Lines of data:
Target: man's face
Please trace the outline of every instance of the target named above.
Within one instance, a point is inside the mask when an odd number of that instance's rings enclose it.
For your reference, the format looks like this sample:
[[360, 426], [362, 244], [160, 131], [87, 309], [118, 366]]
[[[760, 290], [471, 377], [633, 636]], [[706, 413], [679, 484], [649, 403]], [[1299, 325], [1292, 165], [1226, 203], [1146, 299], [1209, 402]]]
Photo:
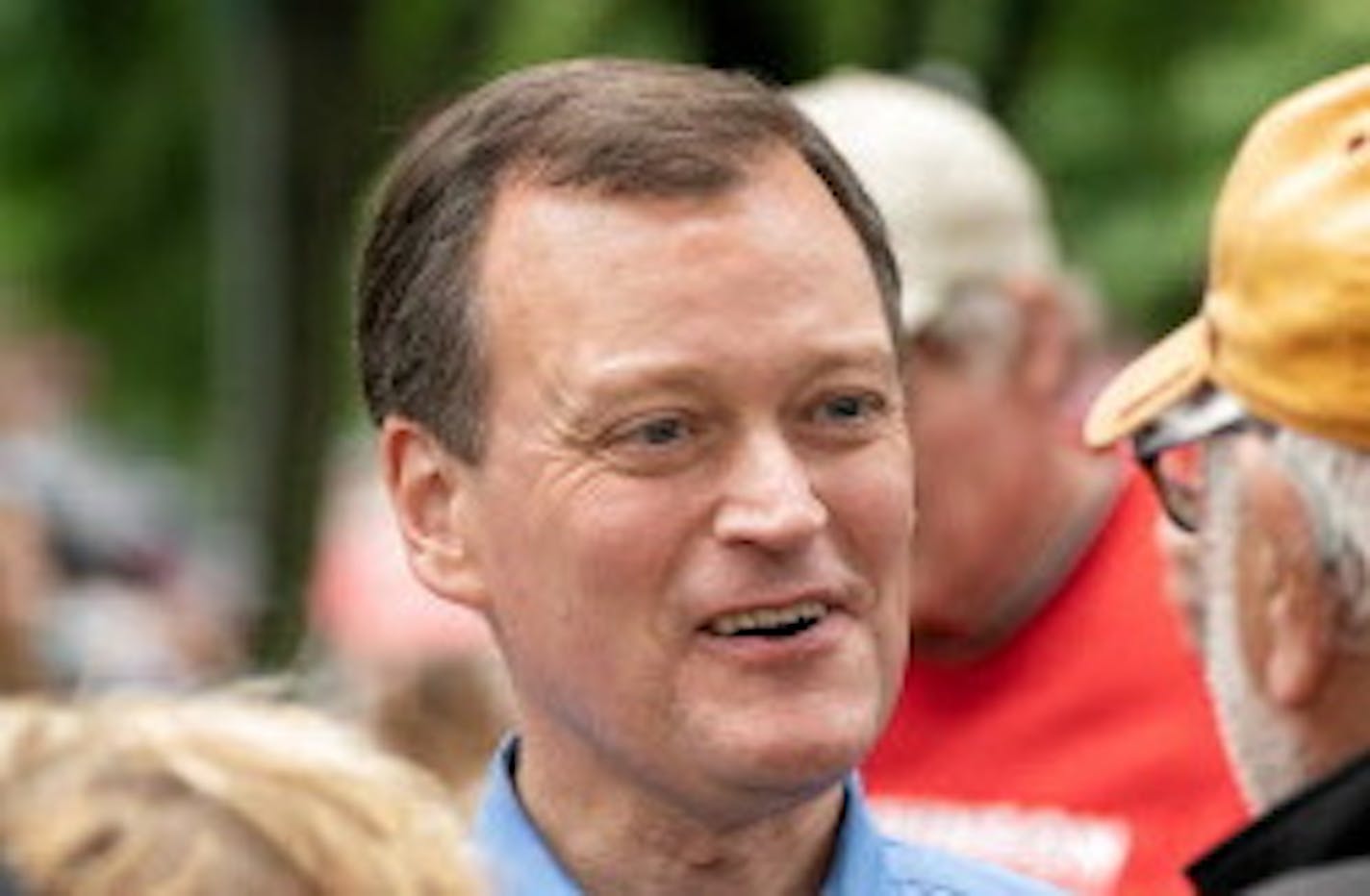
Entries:
[[469, 548], [529, 749], [696, 811], [854, 766], [907, 644], [911, 464], [870, 263], [790, 153], [714, 199], [508, 185]]

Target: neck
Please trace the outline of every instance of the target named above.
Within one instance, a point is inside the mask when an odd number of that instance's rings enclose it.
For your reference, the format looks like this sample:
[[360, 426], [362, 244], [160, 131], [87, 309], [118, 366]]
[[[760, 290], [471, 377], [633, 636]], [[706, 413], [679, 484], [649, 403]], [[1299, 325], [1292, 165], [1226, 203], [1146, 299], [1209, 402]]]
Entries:
[[1032, 493], [974, 584], [993, 615], [971, 634], [918, 638], [921, 658], [970, 662], [997, 649], [1058, 592], [1093, 541], [1118, 489], [1111, 456], [1059, 448], [1041, 458]]
[[577, 762], [577, 752], [544, 749], [525, 732], [516, 785], [538, 830], [585, 892], [819, 891], [841, 815], [840, 784], [782, 811], [715, 815], [645, 789], [626, 770]]

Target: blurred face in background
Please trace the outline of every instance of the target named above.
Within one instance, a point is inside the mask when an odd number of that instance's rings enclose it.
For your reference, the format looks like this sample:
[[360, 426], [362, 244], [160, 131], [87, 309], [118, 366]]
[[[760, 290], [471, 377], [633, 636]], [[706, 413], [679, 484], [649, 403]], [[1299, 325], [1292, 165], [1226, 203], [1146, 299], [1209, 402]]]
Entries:
[[707, 199], [510, 185], [481, 277], [474, 584], [447, 592], [489, 615], [527, 754], [715, 815], [834, 784], [899, 688], [912, 497], [822, 182], [773, 152]]
[[912, 341], [912, 632], [929, 648], [974, 644], [1012, 610], [1022, 566], [1006, 558], [1018, 556], [1025, 530], [1040, 525], [1038, 480], [1052, 473], [1060, 438], [1056, 384], [1022, 375], [1025, 359], [1055, 348], [982, 343]]

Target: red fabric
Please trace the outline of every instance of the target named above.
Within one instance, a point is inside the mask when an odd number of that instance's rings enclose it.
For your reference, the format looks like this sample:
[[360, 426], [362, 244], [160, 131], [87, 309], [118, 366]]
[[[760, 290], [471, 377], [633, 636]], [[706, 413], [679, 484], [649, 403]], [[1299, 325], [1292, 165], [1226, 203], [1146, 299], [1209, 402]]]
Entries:
[[1247, 812], [1164, 595], [1156, 514], [1132, 474], [1010, 644], [960, 667], [914, 659], [863, 770], [889, 827], [1074, 892], [1192, 892], [1181, 869]]

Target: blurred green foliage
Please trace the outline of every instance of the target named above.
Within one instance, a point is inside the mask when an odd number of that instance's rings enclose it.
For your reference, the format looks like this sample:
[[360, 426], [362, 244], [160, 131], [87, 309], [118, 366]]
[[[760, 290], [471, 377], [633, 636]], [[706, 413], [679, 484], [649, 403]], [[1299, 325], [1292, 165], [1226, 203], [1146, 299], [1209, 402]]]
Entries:
[[[233, 77], [207, 64], [211, 7], [7, 0], [0, 11], [0, 307], [89, 333], [111, 371], [107, 418], [178, 449], [210, 419], [211, 79]], [[834, 64], [960, 66], [1003, 95], [986, 101], [1048, 178], [1075, 263], [1147, 333], [1192, 307], [1208, 210], [1251, 118], [1370, 48], [1370, 16], [1343, 0], [363, 7], [358, 101], [373, 163], [438, 97], [556, 56], [692, 59], [775, 81]]]

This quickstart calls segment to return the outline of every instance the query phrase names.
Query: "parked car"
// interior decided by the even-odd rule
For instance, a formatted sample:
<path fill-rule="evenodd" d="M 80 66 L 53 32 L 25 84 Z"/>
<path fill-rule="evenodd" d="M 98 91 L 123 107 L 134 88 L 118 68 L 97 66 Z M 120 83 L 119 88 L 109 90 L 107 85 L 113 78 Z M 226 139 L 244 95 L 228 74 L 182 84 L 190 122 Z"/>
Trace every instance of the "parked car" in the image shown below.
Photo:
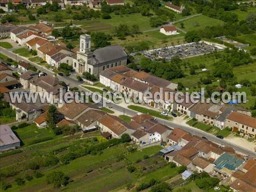
<path fill-rule="evenodd" d="M 171 114 L 172 114 L 172 115 L 175 117 L 177 117 L 177 115 L 175 114 L 174 113 L 172 112 Z"/>
<path fill-rule="evenodd" d="M 223 136 L 222 136 L 222 135 L 217 135 L 217 137 L 218 138 L 219 138 L 220 139 L 221 139 L 222 140 L 223 140 L 224 137 L 223 137 Z"/>
<path fill-rule="evenodd" d="M 165 111 L 163 111 L 162 113 L 161 113 L 161 114 L 165 116 L 167 116 L 167 115 L 168 115 L 168 113 Z"/>

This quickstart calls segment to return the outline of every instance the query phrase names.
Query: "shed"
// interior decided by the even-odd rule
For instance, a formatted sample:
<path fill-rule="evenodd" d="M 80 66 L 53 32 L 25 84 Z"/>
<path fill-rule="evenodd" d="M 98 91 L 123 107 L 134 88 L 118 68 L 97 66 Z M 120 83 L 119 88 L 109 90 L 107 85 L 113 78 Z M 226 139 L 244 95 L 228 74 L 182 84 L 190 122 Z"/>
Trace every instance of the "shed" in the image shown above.
<path fill-rule="evenodd" d="M 183 180 L 186 180 L 193 174 L 194 174 L 194 173 L 192 171 L 186 170 L 181 174 L 181 177 Z"/>
<path fill-rule="evenodd" d="M 243 85 L 241 84 L 237 84 L 235 85 L 235 87 L 236 87 L 236 88 L 240 89 L 240 88 L 242 88 L 242 87 L 243 87 Z"/>

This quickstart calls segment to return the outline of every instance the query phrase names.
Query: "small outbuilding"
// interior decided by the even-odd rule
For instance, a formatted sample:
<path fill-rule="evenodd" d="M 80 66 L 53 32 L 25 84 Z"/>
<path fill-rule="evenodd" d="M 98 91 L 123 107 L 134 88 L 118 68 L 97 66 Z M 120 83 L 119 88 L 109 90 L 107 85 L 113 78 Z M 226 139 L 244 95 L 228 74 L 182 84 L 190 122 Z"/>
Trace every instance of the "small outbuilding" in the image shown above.
<path fill-rule="evenodd" d="M 194 174 L 194 173 L 192 171 L 186 170 L 181 174 L 181 177 L 183 180 L 186 180 L 188 179 L 193 174 Z"/>

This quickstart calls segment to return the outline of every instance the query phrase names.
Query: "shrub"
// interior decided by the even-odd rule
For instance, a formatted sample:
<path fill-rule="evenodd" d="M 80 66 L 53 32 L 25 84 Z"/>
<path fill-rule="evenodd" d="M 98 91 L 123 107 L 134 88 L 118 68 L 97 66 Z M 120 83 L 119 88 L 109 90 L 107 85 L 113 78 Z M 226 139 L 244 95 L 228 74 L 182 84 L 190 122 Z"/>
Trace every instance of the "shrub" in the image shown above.
<path fill-rule="evenodd" d="M 137 192 L 142 191 L 155 185 L 157 183 L 157 181 L 156 180 L 154 179 L 151 179 L 149 181 L 142 183 L 137 186 L 136 191 Z"/>
<path fill-rule="evenodd" d="M 186 166 L 180 166 L 179 167 L 178 169 L 178 173 L 183 173 L 186 169 Z"/>
<path fill-rule="evenodd" d="M 28 124 L 26 122 L 23 122 L 18 125 L 18 128 L 23 128 L 28 126 Z"/>
<path fill-rule="evenodd" d="M 39 143 L 43 142 L 44 141 L 52 140 L 53 138 L 51 137 L 46 137 L 40 138 L 33 140 L 29 141 L 27 143 L 28 145 L 33 145 Z"/>
<path fill-rule="evenodd" d="M 128 165 L 128 166 L 127 166 L 126 168 L 127 169 L 128 171 L 130 173 L 132 173 L 133 172 L 135 171 L 135 170 L 136 170 L 136 168 L 133 165 Z"/>
<path fill-rule="evenodd" d="M 34 176 L 35 178 L 40 178 L 43 177 L 43 174 L 39 171 L 34 171 L 33 172 Z"/>
<path fill-rule="evenodd" d="M 171 168 L 174 168 L 176 167 L 176 165 L 175 163 L 171 162 L 170 163 L 170 166 Z"/>
<path fill-rule="evenodd" d="M 143 155 L 143 158 L 144 159 L 148 159 L 149 158 L 149 157 L 148 157 L 148 155 Z"/>
<path fill-rule="evenodd" d="M 18 128 L 16 125 L 12 125 L 12 127 L 11 127 L 11 128 L 12 130 L 15 130 L 15 129 L 17 129 Z"/>

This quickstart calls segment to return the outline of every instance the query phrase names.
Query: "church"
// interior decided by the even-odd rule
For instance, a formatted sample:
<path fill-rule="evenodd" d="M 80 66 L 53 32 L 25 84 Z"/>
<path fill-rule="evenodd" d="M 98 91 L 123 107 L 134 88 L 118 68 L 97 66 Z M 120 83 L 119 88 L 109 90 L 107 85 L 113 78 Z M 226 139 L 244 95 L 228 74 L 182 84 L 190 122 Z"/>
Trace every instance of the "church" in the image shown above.
<path fill-rule="evenodd" d="M 80 49 L 73 62 L 77 73 L 87 72 L 98 76 L 108 68 L 126 65 L 128 55 L 121 46 L 112 45 L 91 51 L 90 44 L 90 35 L 80 35 Z"/>

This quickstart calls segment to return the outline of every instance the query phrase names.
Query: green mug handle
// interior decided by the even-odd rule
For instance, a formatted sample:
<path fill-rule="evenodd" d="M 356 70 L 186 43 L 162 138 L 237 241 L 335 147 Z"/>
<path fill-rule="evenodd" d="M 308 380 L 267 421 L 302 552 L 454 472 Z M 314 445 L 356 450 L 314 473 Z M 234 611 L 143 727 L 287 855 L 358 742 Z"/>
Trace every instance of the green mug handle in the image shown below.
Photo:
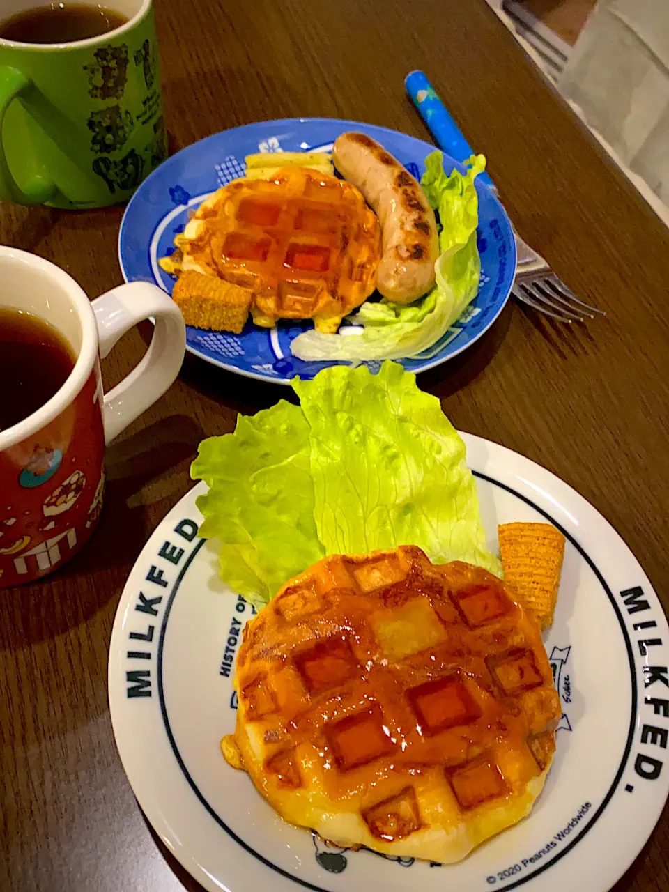
<path fill-rule="evenodd" d="M 19 204 L 44 204 L 56 192 L 54 183 L 45 178 L 38 170 L 30 176 L 25 189 L 21 189 L 10 172 L 3 145 L 4 114 L 12 103 L 32 84 L 22 71 L 8 65 L 0 65 L 0 198 Z"/>

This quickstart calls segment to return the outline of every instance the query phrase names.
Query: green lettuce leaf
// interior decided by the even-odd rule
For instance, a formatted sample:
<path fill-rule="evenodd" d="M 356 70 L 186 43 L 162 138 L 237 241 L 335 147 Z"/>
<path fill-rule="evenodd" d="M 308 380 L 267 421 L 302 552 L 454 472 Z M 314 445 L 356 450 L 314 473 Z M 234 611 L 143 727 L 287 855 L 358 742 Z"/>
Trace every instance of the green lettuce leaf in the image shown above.
<path fill-rule="evenodd" d="M 443 155 L 433 152 L 425 159 L 421 186 L 438 214 L 440 256 L 435 264 L 436 281 L 432 291 L 419 301 L 401 305 L 385 299 L 366 301 L 349 321 L 362 326 L 362 332 L 324 334 L 308 331 L 291 343 L 298 359 L 307 360 L 400 359 L 425 356 L 430 348 L 441 349 L 449 328 L 476 296 L 481 260 L 476 247 L 478 196 L 475 178 L 485 169 L 483 155 L 466 162 L 465 174 L 454 169 L 446 175 Z"/>
<path fill-rule="evenodd" d="M 220 541 L 220 575 L 256 607 L 324 557 L 314 521 L 309 425 L 280 401 L 239 416 L 234 434 L 200 443 L 191 466 L 209 491 L 196 504 L 200 535 Z"/>
<path fill-rule="evenodd" d="M 309 423 L 314 517 L 327 554 L 417 545 L 498 575 L 465 444 L 416 376 L 334 367 L 293 387 Z"/>

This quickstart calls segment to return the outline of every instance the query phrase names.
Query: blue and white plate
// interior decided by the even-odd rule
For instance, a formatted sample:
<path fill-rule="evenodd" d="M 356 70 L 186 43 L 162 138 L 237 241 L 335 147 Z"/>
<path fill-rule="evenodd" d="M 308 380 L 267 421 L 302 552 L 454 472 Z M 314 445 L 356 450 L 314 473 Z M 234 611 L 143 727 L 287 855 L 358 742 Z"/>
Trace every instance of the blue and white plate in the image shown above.
<path fill-rule="evenodd" d="M 251 607 L 200 539 L 199 483 L 159 524 L 120 598 L 109 654 L 119 753 L 148 820 L 208 892 L 607 892 L 669 790 L 669 628 L 623 540 L 566 483 L 463 434 L 488 544 L 498 524 L 566 538 L 544 643 L 562 701 L 557 750 L 532 814 L 448 867 L 336 848 L 285 823 L 219 741 L 235 729 L 235 657 Z M 659 887 L 658 887 L 659 888 Z"/>
<path fill-rule="evenodd" d="M 174 236 L 183 232 L 189 211 L 212 192 L 244 176 L 244 159 L 256 152 L 329 151 L 347 130 L 368 134 L 391 152 L 408 170 L 420 178 L 425 159 L 434 146 L 403 133 L 357 121 L 328 118 L 295 118 L 260 121 L 234 128 L 182 149 L 145 180 L 130 200 L 119 234 L 119 260 L 127 282 L 153 282 L 171 293 L 174 278 L 158 265 L 171 253 Z M 450 173 L 463 169 L 444 157 Z M 516 273 L 513 229 L 500 202 L 490 189 L 476 183 L 479 199 L 478 250 L 481 283 L 478 294 L 441 341 L 420 357 L 401 360 L 405 368 L 422 372 L 462 352 L 478 340 L 501 312 Z M 312 378 L 334 362 L 304 362 L 293 357 L 290 343 L 313 327 L 304 322 L 285 322 L 260 328 L 247 322 L 241 334 L 210 332 L 188 326 L 186 350 L 222 368 L 263 381 L 288 384 L 299 375 Z M 377 362 L 368 363 L 373 369 Z"/>

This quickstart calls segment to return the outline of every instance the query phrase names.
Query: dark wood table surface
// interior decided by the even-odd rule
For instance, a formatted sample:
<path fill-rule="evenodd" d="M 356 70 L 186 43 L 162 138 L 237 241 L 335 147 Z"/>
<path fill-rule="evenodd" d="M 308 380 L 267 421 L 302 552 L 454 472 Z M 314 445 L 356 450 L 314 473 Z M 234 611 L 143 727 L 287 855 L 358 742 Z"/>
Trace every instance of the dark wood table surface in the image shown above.
<path fill-rule="evenodd" d="M 307 115 L 425 137 L 403 78 L 428 73 L 486 153 L 521 234 L 608 315 L 559 329 L 510 301 L 475 346 L 419 383 L 456 426 L 582 492 L 668 607 L 669 233 L 483 0 L 157 0 L 156 18 L 174 150 L 239 124 Z M 58 263 L 93 298 L 121 282 L 121 213 L 4 204 L 0 242 Z M 103 366 L 108 386 L 148 336 L 140 326 L 123 338 Z M 123 773 L 109 639 L 140 549 L 191 486 L 198 442 L 285 395 L 187 356 L 169 392 L 110 447 L 92 542 L 39 584 L 0 591 L 0 889 L 199 888 L 153 835 Z M 669 889 L 668 851 L 665 811 L 615 889 Z"/>

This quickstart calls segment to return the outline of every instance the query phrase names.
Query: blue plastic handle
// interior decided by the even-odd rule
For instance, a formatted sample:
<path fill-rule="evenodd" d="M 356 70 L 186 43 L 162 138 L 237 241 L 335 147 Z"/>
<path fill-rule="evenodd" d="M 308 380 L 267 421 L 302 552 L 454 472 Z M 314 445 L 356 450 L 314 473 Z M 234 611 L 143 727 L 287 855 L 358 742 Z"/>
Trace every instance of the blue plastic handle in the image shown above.
<path fill-rule="evenodd" d="M 475 154 L 423 71 L 412 71 L 407 75 L 404 86 L 440 149 L 457 161 L 465 161 Z M 478 179 L 495 189 L 485 171 L 479 175 Z"/>

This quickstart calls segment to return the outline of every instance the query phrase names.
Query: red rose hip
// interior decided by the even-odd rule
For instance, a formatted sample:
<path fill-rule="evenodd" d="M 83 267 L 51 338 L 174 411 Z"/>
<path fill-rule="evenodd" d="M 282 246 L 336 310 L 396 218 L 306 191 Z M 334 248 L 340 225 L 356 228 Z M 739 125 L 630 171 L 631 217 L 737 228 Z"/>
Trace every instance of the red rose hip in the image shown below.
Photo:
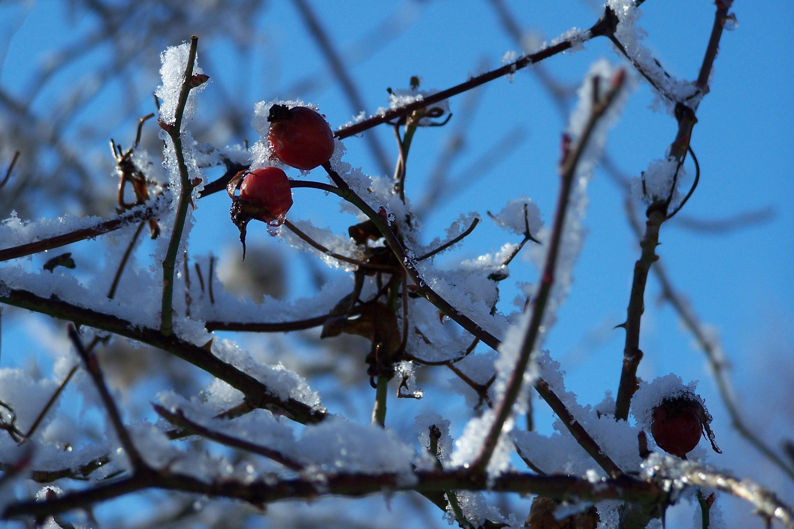
<path fill-rule="evenodd" d="M 679 457 L 691 452 L 703 435 L 700 409 L 699 403 L 686 397 L 662 401 L 654 408 L 650 432 L 659 448 Z"/>
<path fill-rule="evenodd" d="M 333 154 L 331 127 L 314 109 L 273 105 L 268 121 L 268 140 L 273 154 L 287 165 L 309 171 L 327 162 Z"/>
<path fill-rule="evenodd" d="M 243 178 L 240 198 L 264 210 L 254 218 L 263 222 L 279 220 L 292 207 L 290 180 L 278 167 L 254 169 Z"/>

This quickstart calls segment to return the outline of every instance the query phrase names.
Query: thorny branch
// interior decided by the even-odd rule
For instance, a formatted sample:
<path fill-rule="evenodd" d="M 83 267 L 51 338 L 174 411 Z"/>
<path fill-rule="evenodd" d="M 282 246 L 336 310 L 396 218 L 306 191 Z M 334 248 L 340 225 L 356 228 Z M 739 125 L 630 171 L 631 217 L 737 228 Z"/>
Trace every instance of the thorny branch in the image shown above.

REQUIREMENT - Copy out every line of the items that contains the string "plate", matching case exactly.

WRITTEN REPLY -
Query: blue and white plate
Trace every instance of the blue and white plate in the image shown above.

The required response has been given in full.